◆ **WHAT YOU WILL DO**
Return the lines below exactly, starting with the line that contains "Point out the walking" and stopping after the last line.
Segment Start: GIVEN DATA
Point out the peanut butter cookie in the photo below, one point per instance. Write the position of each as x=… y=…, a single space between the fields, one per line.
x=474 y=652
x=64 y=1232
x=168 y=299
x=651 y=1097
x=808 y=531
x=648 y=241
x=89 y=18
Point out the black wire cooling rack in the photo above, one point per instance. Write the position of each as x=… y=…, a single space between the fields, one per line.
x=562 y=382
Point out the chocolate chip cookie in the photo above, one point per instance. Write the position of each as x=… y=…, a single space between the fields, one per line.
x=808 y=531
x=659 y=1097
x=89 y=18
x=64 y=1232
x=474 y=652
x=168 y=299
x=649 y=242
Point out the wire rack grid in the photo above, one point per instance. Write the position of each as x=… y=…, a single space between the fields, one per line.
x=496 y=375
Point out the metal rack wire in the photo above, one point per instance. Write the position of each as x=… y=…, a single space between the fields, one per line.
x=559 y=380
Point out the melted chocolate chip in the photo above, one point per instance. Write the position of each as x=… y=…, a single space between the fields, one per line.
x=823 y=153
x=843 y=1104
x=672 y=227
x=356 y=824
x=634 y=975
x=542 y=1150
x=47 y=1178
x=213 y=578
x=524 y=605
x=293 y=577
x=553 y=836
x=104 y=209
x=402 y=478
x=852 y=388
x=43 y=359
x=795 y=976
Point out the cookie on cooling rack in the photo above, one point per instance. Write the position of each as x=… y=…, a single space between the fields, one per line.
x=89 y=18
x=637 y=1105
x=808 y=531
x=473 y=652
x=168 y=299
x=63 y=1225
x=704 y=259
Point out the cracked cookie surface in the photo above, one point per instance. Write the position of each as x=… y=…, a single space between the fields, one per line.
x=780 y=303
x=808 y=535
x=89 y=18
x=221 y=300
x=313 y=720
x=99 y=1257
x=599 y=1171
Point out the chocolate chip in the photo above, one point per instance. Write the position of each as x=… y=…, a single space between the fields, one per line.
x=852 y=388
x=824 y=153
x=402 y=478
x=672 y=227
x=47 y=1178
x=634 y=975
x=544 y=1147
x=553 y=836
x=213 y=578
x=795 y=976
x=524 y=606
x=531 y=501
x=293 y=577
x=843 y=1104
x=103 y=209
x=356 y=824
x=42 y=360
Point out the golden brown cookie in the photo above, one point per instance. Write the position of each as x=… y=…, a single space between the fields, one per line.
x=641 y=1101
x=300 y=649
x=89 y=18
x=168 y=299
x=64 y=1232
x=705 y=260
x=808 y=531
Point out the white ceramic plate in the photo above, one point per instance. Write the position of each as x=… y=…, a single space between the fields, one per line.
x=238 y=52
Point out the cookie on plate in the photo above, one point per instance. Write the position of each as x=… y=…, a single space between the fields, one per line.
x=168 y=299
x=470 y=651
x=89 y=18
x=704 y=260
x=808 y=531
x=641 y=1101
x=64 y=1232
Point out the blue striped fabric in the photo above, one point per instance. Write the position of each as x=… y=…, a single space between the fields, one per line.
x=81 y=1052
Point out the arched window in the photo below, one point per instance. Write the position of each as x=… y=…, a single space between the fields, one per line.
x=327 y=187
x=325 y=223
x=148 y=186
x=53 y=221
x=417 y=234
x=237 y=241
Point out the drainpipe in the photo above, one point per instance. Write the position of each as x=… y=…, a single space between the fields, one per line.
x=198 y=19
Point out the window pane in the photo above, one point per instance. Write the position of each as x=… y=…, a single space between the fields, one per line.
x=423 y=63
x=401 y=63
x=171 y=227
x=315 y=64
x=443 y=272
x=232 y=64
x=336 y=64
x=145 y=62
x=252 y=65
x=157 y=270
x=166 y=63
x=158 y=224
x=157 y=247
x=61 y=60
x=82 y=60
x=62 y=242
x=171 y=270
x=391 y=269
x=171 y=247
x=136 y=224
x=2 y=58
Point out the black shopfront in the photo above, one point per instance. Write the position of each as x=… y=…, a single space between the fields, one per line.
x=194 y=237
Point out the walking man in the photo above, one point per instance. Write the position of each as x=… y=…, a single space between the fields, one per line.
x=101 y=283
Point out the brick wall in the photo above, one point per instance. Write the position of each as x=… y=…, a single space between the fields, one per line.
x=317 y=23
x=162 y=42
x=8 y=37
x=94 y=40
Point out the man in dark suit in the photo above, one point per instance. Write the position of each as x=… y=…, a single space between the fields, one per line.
Segment End: GIVEN DATA
◆ **EXERCISE OUTPUT**
Point out the walking man in the photo above, one point per instance. Write the position of each as x=… y=…, a single space between the fields, one per line.
x=101 y=283
Point out the brick wall in the photo above, one point per instance. Write the position of each as x=… y=…, a single space between the fields, one per line.
x=317 y=23
x=162 y=42
x=8 y=37
x=94 y=40
Point out the man in dark suit in the photo above, one point per instance. Write the position of each as x=… y=…, a single space between the fields, one per line.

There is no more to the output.